**Your task**
Each line that follows is to be retyped exactly.

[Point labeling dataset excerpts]
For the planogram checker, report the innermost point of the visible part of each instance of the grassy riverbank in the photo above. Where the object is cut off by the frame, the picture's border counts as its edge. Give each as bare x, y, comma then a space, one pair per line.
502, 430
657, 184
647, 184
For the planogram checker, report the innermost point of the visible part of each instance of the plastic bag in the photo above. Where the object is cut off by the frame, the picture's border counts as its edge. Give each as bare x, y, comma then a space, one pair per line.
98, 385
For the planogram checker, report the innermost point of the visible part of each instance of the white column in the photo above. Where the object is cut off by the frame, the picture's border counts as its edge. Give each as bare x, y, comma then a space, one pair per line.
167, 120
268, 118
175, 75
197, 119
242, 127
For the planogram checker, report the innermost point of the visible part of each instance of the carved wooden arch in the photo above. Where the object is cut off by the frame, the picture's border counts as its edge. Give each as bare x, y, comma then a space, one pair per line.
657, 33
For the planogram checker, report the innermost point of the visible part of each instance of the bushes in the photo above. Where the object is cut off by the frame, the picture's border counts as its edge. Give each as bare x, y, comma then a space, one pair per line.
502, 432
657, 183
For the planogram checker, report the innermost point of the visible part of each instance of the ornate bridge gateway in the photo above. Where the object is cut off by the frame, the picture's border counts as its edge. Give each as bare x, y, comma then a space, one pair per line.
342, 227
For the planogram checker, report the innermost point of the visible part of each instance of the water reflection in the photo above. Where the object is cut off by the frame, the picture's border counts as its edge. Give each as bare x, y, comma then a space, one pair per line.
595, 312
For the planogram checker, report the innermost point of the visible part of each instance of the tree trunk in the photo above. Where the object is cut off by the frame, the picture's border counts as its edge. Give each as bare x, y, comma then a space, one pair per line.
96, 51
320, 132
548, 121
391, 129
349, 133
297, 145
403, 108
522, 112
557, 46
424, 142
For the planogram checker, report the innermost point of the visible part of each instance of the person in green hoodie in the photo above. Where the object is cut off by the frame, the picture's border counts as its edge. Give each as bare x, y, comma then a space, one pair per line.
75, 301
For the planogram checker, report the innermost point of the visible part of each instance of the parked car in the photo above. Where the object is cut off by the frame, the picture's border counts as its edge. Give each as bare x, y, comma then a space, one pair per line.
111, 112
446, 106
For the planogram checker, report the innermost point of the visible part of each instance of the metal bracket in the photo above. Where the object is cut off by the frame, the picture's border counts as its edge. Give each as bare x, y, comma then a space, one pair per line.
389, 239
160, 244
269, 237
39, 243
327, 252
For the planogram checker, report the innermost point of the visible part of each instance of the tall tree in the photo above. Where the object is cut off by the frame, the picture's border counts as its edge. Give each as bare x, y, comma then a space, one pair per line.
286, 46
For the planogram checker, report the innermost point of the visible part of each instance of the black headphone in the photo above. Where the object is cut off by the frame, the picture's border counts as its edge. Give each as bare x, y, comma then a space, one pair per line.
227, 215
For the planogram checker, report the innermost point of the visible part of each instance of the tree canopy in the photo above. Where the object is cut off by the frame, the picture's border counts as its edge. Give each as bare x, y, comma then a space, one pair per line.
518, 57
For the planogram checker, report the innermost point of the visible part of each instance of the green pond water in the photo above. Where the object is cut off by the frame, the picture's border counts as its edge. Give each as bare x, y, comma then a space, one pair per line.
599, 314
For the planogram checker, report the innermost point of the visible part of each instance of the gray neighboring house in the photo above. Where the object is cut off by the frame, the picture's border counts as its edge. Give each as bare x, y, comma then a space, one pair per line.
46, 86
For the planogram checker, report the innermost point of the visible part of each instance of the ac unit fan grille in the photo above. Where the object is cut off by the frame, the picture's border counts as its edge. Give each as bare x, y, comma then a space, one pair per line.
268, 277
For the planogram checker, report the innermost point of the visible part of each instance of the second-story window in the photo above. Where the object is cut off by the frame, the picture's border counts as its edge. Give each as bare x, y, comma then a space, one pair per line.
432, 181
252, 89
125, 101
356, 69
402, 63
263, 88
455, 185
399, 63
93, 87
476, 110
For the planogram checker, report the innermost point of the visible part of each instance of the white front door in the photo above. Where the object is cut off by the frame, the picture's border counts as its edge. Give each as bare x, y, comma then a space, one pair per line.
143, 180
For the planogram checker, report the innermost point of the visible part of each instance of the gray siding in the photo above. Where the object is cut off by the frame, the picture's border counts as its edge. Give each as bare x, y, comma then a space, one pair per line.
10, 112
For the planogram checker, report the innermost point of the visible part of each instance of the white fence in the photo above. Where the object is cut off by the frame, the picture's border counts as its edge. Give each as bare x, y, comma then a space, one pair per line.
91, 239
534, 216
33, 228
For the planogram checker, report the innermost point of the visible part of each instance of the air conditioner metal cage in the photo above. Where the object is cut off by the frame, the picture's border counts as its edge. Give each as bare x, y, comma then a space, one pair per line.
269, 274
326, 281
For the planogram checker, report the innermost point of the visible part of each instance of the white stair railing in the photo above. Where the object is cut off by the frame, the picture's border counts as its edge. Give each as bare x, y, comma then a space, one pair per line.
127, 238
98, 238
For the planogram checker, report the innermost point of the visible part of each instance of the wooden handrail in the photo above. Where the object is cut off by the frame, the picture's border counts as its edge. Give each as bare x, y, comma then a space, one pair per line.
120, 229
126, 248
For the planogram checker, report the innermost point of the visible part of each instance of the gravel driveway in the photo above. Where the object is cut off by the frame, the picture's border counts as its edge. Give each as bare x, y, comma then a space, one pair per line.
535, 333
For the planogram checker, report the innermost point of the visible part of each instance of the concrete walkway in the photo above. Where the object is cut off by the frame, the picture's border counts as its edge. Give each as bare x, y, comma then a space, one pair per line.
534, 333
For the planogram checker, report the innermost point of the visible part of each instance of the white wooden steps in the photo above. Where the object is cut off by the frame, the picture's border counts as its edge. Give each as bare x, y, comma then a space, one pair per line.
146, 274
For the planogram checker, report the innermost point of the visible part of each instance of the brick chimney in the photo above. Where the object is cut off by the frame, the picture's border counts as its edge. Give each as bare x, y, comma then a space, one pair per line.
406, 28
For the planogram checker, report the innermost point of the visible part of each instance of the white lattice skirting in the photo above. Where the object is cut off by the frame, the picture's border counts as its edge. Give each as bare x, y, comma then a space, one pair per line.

**Solution for this problem**
For the planogram checker, report the innermost point of the visible part of each instance of the grassy riverbank in the photo above. Where the object is cut off by the frame, the picture's border counts as its edge. Give each as bare x, y, comma then a space, one pair per line.
502, 430
657, 184
647, 184
For the planogram checker, report the innermost point of the visible part of each instance of the plastic bag in the photo above. Where the object is cut off by the frame, the picture's border counts as its edge. Give each as bare x, y, comma then a space, one pair per line.
98, 385
For the planogram checker, report the innermost point of the visible part of each instance of the white column in the photo above. Where the object is cut off by the frame, the picture's border counts as its edge. Give each as bare x, y, comma then a space, one pair per line.
167, 120
268, 118
175, 75
197, 119
242, 127
For the planogram checker, report the innermost point of the visible part of each instance of the carved wooden arch in the photo above. Where the object is cut off by the frame, the picture's border counts as its edge. Give each as bare x, y, comma then a space, one pair per line.
657, 33
For the planogram checker, report the innermost point of the visible part of each instance of the bushes in the photo above. Where the object is cut off by the frame, the picture's border counts as its edge. Give each as bare x, y, comma then a space, one pair per line.
502, 432
657, 183
For the planogram checker, report the innermost point of the visible part of each instance of the ornate bridge gateway in the photo above. Where the object is cut off by the frame, the picture's border counts as its edge. Give each as bare x, y, comma then a space, one pair per line.
342, 227
For the planogram checker, report the innermost point of the visible part of each instance of the water reflection in the photo above. Where the object is cut off by the frame, the picture's border counts as its edge. Give each as bare x, y, comma then a space, one pair per line.
595, 312
For the planogram checker, report the innermost point of the visible part of each instance of the tree trunk in the photo above. Where the object is cut off by the frame, the picture's border counts as its edge. Give each as bare x, y, comma then a space, one pair per line.
96, 51
320, 132
548, 121
391, 129
349, 133
297, 145
403, 108
522, 112
557, 46
424, 142
For the planogram checker, report the innermost point of the visible part of each instance of the person in green hoodie in the photo above. Where the object is cut off by the frame, the picture's border counts as its edge. Give each as bare x, y, comma then a space, one pair per line.
75, 301
For the planogram checker, report the innermost point of the visible part of each instance of the parked car in the photo above. Where the object is cut off by the frame, the picture's border counts as its edge. Give each as bare x, y, comma then a space, one pair per line.
111, 112
446, 106
For the planogram checker, report the innermost point of the visible part of each instance of the metal bracket in the photo above. Where the object is cut off by the frame, the picture's border counts as its edge. Give each as bare x, y, comma then a space, one pair per line.
389, 239
160, 244
269, 237
39, 243
327, 252
For the planogram checker, report the innermost point of the visible part of each instance of the tall tree in the photo above. Where the object is cut off by the frame, the picture's border counts as its edge. Give each as bare x, y, comma then a space, one pair per line.
286, 46
For the planogram checker, report the innermost point of the visible part of each instance of the black headphone in the photo above. Where the object is cut off by the frame, the picture's border counts as its edge. Give each as bare x, y, comma then a space, one pair per line.
227, 215
For the planogram checker, report the innermost point of the visible part of each instance of the tree canopy in the photo above. Where the object is cut off by the frame, the picture's border counts as its edge. Give each as bare x, y, comma then a space, one pair per line.
518, 57
For the planogram checker, report the innermost point of the visible part of each instance of the green pond water in the photo above. Where the object is cut off by the frame, the picture's border counts as its edge. Give each as bare x, y, comma then a space, one pair per line.
599, 314
For the planogram checker, report the innermost point of the visible part of each instance of the gray neighboring house in the photo above. Where the object is cut off by the frame, the picture's border counts as its edge. Give each as bare x, y, comma then a space, one pair per line.
46, 86
For the planogram checker, report the innermost point of the visible part of each instance of the ac unit fan grille in the photo above. Where the object is cut off by the frame, the picture's border counts as its edge. Give each as bare x, y, comma then a space, one pair per line.
268, 277
For the planogram checker, report the innermost point of the visible part of each instance of the second-story window in the photo above. Where the object is cut off by the frame, the picture's border counts as its edge. Give each as bare x, y, comma then a space, one pair per line.
432, 181
252, 89
125, 101
356, 69
402, 63
263, 88
455, 185
399, 63
93, 87
476, 110
For the planogram checker, report the innermost point of the visible part of each instance of the white front door in the photo above. Where the object is cut off by the frame, the picture's border counts as its edge. Give each as bare x, y, comma then a space, one pair per line.
143, 180
For the planogram checker, report the innermost point of the visible part of each instance of the gray siding in the photo above. Where the object is cut off by the frame, the picture's border counts as its edge. Give each as bare x, y, comma then a space, one pair per line.
10, 112
For the planogram checker, report the innermost point of the visible part of each instance of the white fence in the photo above. Where the object is cut off by the frame, the picture's border counts as its edge. Give each as bare x, y, comma then a space, one pair per line.
91, 239
534, 216
33, 228
For the planogram checker, report the innermost point of the visible part of each instance of the air conditioner metal cage in the photo above. Where the object is cut off by the frame, the picture's border counts as its edge. Give each as bare x, y, comma then a space, one pair per line.
269, 274
326, 281
For the planogram checker, report the innermost point of the visible part of each instance of the white stair railing in the photo above. Where the object is cut off by the frame, the picture's border counts as its edge. Give each as bare x, y, comma then a space, one pair per line.
127, 238
98, 238
For the planogram checker, report the innermost point of the visible part of each instance of the wooden handrail in the photo above. Where the object is cut off by the frame, the picture's border counts as its edge. Give each as bare x, y, comma then a space, one pair per line.
120, 229
126, 248
For the planogram checker, report the innermost point of the visible part of each instance of the gravel driveway in the photo above. Where the object is cut off by the frame, the picture's border counts as its edge. Give each as bare x, y, comma then a space, one pair per line.
535, 333
For the planogram checker, report the innermost point of the visible part of each instance of the concrete walkway in the photo above. Where the object is cut off by the frame, the picture's border counts as its edge. Give each as bare x, y, comma then a space, one pair per line.
534, 333
For the planogram checker, report the innermost point of the visible part of each instance of the white wooden steps in the photo above. Where the object is cut off by the frame, the picture's border counts as its edge. Give each as bare x, y, comma then a space, one pair per line.
146, 274
For the planogram checker, report the innermost point of the visible part of each instance of the brick chimney in the photo above. Where the object is cut off by the frame, the picture's border counts as its edge. Give each as bare x, y, comma then a space, one pair per line.
406, 28
For the planogram checker, report the innermost point of the visible part of each instance of the white lattice skirting in the photo above. Where the object is cut off by the frame, the picture's border counts as its edge. Give each as bare x, y, comma then a space, one pair per line.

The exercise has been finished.